◆ **Written request**
Please quote the material below word for word, from the line containing "form: [110, 143]." through the end of the material, including both ends.

Point annotation data:
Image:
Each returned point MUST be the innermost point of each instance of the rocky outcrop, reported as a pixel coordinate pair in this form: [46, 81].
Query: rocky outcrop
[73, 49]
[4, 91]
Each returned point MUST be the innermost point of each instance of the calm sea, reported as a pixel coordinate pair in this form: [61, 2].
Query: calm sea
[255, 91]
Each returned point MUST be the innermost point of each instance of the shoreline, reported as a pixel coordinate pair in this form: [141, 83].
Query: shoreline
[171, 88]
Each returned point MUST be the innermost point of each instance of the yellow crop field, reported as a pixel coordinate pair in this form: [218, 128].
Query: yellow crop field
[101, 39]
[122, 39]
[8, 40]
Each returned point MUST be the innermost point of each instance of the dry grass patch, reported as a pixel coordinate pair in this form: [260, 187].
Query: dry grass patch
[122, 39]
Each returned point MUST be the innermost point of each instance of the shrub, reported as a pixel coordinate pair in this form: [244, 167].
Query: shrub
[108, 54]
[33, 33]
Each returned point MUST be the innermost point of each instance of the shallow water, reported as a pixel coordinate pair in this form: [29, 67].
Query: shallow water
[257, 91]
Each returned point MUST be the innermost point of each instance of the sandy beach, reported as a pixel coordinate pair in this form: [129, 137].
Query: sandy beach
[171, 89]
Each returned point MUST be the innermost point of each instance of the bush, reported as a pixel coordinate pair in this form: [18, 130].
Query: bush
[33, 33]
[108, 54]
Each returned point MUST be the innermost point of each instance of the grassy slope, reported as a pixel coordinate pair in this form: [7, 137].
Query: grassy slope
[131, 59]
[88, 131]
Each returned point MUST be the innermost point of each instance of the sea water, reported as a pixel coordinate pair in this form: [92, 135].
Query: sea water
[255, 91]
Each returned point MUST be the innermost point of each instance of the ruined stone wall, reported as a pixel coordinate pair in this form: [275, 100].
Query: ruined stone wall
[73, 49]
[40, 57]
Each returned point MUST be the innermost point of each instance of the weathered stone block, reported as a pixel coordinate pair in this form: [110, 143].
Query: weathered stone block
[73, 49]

◆ **Answer below**
Each returned point MUST be the innermost point of each instance of the weathered stone block, reported as a pixel coordinate pair in this form: [110, 143].
Query: weathered stone block
[73, 49]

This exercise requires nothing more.